» What to produce
Please quote every one of the rows below word for word, without skipping any.

» Exercise inputs
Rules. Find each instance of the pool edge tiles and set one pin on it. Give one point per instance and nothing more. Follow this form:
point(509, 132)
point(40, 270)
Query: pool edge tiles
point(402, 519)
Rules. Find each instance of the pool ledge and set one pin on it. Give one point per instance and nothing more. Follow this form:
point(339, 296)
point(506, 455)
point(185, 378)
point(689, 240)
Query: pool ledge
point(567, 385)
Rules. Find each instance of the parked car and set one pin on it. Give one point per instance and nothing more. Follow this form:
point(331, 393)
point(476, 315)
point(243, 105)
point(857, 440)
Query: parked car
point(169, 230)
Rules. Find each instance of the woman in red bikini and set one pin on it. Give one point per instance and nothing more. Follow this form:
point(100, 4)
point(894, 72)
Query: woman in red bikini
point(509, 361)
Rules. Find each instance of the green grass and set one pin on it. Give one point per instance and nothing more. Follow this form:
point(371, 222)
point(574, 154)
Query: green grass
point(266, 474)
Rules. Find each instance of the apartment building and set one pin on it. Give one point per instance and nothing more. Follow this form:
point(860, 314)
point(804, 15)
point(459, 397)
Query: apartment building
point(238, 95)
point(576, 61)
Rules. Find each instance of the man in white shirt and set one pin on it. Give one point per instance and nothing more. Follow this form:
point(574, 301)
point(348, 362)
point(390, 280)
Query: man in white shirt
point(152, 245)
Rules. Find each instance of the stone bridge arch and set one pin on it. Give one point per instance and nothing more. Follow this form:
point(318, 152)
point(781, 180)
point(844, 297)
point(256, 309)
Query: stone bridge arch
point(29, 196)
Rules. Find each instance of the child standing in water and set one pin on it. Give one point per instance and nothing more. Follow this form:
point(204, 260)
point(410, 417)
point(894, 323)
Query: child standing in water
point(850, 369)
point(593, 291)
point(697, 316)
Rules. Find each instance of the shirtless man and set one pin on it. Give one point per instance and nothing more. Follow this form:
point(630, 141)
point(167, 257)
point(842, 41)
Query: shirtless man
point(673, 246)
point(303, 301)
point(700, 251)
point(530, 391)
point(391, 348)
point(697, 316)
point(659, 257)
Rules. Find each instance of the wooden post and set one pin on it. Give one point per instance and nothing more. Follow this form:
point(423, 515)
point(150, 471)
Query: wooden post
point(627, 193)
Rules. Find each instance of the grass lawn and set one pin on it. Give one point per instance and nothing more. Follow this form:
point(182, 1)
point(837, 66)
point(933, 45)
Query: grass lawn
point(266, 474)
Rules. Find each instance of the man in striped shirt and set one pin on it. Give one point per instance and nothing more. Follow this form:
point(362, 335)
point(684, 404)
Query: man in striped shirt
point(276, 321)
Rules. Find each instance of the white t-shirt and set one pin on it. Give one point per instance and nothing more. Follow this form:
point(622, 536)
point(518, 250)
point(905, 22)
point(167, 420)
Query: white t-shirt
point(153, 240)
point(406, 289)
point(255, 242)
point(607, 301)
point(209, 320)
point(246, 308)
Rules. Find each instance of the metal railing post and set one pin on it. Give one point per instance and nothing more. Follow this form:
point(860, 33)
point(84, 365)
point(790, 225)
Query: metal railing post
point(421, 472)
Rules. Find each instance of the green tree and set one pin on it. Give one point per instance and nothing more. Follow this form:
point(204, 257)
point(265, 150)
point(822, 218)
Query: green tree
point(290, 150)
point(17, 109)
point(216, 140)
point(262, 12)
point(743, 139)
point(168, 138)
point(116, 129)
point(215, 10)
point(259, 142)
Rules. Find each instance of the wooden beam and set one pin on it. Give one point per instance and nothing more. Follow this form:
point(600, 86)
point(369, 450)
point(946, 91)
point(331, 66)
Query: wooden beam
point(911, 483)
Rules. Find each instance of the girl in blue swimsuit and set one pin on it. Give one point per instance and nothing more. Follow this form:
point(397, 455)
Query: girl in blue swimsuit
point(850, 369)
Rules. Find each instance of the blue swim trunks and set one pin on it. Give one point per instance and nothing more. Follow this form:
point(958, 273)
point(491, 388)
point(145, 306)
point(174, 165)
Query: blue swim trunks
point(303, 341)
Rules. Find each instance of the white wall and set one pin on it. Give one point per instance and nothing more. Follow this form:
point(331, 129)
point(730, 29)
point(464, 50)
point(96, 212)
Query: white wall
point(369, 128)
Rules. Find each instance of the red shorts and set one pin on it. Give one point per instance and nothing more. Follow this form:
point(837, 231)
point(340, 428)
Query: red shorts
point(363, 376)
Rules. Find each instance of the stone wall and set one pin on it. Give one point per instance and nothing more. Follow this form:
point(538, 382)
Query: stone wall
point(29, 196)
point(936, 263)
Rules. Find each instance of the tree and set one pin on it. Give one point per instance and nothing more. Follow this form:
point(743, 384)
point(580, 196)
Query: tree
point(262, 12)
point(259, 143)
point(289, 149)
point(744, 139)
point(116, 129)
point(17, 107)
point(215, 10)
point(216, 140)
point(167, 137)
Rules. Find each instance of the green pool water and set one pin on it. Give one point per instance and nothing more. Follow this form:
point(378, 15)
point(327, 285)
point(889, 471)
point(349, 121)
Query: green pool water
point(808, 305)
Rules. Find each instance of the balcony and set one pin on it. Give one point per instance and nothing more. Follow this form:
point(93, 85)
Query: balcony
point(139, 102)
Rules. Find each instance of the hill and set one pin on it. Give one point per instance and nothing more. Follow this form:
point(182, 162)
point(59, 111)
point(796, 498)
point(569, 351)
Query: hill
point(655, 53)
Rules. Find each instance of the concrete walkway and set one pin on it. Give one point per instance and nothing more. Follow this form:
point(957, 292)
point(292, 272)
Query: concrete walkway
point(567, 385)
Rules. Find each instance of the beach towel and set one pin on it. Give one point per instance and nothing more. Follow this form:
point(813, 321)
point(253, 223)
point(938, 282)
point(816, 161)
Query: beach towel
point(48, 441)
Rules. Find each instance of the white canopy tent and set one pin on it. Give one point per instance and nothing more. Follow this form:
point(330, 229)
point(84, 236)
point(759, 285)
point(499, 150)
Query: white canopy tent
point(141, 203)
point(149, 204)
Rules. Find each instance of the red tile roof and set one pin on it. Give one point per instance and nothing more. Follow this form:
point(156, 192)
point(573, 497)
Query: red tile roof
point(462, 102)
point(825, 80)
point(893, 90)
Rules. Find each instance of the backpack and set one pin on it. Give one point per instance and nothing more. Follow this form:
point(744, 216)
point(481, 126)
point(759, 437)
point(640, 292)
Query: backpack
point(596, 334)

» Reply
Rules. Find each instance of the pool edge tiles and set one pin on it. Give one point per instance and nothing more. Follow this form:
point(509, 132)
point(40, 270)
Query: pool edge tiles
point(402, 519)
Rules. Find each instance of the pool ledge and set one pin on it. Give one point per instance and nothing more. Follow this form:
point(339, 296)
point(506, 455)
point(185, 378)
point(689, 240)
Query: pool ledge
point(567, 385)
Rules. Find each instance of the parked car and set one pin on it. Give one point per instance and nothing more. Follow this form:
point(331, 393)
point(476, 315)
point(243, 105)
point(857, 440)
Query: parked car
point(169, 230)
Rules. Find each instance of the woman in red bikini and set one pin on it. Give one point per instance and nothing more. Follow this form:
point(100, 4)
point(894, 72)
Query: woman in red bikini
point(509, 361)
Rules. Find each instance of the green grass and set one pin on it. Give one point per instance and nothing more. Follow this form:
point(371, 222)
point(574, 154)
Query: green grass
point(266, 474)
Rules. Find each instance of the apartment building and set one pin on it. Give one point per instance and nothing more. Follow this form:
point(860, 314)
point(804, 15)
point(459, 397)
Query: apartment building
point(238, 95)
point(576, 61)
Rules. Find each instance of the man in white shirt and set one pin on it. Give one point per instance and nothing more. Follow this form:
point(574, 301)
point(348, 362)
point(390, 280)
Query: man in white shirt
point(152, 245)
Rules. Find each instance of the stone bridge arch and set one pin on it. Give one point per instance and nothing more. Follow this form:
point(318, 152)
point(781, 180)
point(844, 297)
point(256, 309)
Query: stone bridge arch
point(29, 196)
Rules. Find each instance of the child standing in water and set one pin on it. Give one point per instance and nothing more. Follow this form:
point(204, 260)
point(410, 417)
point(894, 323)
Query: child standing in water
point(850, 369)
point(593, 291)
point(697, 316)
Rules. Find each instance of the shirtless man and set one pin on it. Give one point per instance and nothing more. Follow this form:
point(630, 141)
point(167, 257)
point(842, 41)
Query: shirtless man
point(673, 246)
point(303, 301)
point(700, 251)
point(530, 391)
point(391, 348)
point(697, 316)
point(659, 257)
Rules. Find each instance of the wooden post and set one pin on it. Give one point per instance and nothing more. Follow this form:
point(423, 515)
point(150, 471)
Query: wooden post
point(627, 193)
Rules. Find each instance of the grass lawn and set one pin on it. Give one point per instance and nothing more. Follow this form:
point(182, 1)
point(837, 66)
point(933, 45)
Query: grass lawn
point(266, 474)
Rules. Find each instance of the man in striped shirt and set one pin on it. Give one point per instance and nothing more. Follow this form:
point(362, 335)
point(684, 404)
Query: man in striped shirt
point(276, 321)
Rules. Find each instance of the white t-shirt and set one pin on it. Give one point per instance and nothing more. Follow this form:
point(622, 536)
point(518, 250)
point(905, 22)
point(167, 420)
Query: white t-shirt
point(153, 240)
point(406, 289)
point(255, 242)
point(607, 301)
point(209, 320)
point(246, 308)
Rules. Find each instance of the metal railing post and set one pin on it. Give one point per instance and nothing more. Follow this form:
point(860, 33)
point(84, 365)
point(790, 225)
Query: metal railing post
point(421, 472)
Rules. Find each instance of the green tree and set one pin on it. Give one point per instance and nothing more. Follow this form:
point(204, 257)
point(265, 150)
point(822, 218)
Query: green tree
point(290, 150)
point(17, 109)
point(216, 140)
point(262, 12)
point(743, 139)
point(168, 138)
point(116, 129)
point(215, 10)
point(259, 142)
Rules. Find each instance of the wooden beam and set one pin on it. Give one point per instance and nothing more. Follow this form:
point(600, 86)
point(369, 450)
point(946, 91)
point(331, 66)
Query: wooden beam
point(911, 483)
Rules. Find each instance of the girl in blue swimsuit and set one pin on it. Give one point per instance and nothing more. Follow this form:
point(397, 455)
Query: girl in blue swimsuit
point(850, 369)
Rules. Find each instance of the blue swim trunks and set one pin on it. Give one point per instance and nothing more. Follow this form:
point(958, 273)
point(491, 388)
point(145, 306)
point(174, 165)
Query: blue swim trunks
point(303, 341)
Rules. Find each instance of the white wall and set one pin on it. Give one point per instance and nothing more. Follow this form:
point(331, 129)
point(730, 29)
point(464, 50)
point(96, 212)
Query: white wall
point(369, 128)
Rules. Find each instance of the red shorts and set one pin on it. Give one point per instance and nothing more. Follow this form:
point(837, 231)
point(340, 428)
Query: red shorts
point(363, 376)
Rules. Find each instance of the stone wall and set one pin on it. Give one point per instance and nothing more. Follow this form:
point(538, 382)
Query: stone wall
point(29, 196)
point(936, 263)
Rules. Find each instance of the tree and set one pin on it. Give one point per instance and nothing more. Follow this form:
point(743, 384)
point(580, 196)
Query: tree
point(262, 12)
point(259, 143)
point(289, 149)
point(744, 139)
point(116, 129)
point(17, 107)
point(215, 10)
point(216, 140)
point(167, 137)
Rules. Find each instance of the green pool water and set one pin on it. Give one point per instance and nothing more. Follow this form:
point(378, 15)
point(327, 285)
point(889, 471)
point(349, 121)
Query: green pool water
point(808, 305)
Rules. Find each instance of the balcony and set one pin on it. Give one point per instance and nothing more. Follow this form:
point(93, 85)
Query: balcony
point(139, 102)
Rules. Find each instance of the hill and set one pin on it. Give one point per instance and nothing more. Follow this form:
point(182, 162)
point(59, 111)
point(796, 498)
point(569, 351)
Query: hill
point(655, 53)
Rules. Find each instance of the concrete walkway and set one pin on it. Give one point per instance and nothing more. Follow this form:
point(957, 292)
point(292, 272)
Query: concrete walkway
point(567, 385)
Rules. Find each instance of the beach towel and set one pin on it. Give one point per instance and nothing more. Follow this form:
point(813, 321)
point(253, 223)
point(938, 282)
point(816, 161)
Query: beach towel
point(48, 441)
Rules. Find each instance of the white canopy tent and set one pin on it. Give one point per instance and nothing more. Follow this form:
point(330, 229)
point(84, 236)
point(759, 285)
point(499, 150)
Query: white canopy tent
point(141, 203)
point(149, 204)
Rules. Find each instance of the red tile roof and set one pin on it. Give one point per instance and nothing more. Follow this form:
point(156, 192)
point(573, 497)
Query: red tile roof
point(462, 102)
point(825, 80)
point(893, 90)
Rules. Find each instance of the backpack and set one pin on it. Give one point per instance and nothing more. Follow this form:
point(744, 216)
point(481, 126)
point(759, 437)
point(640, 292)
Query: backpack
point(596, 334)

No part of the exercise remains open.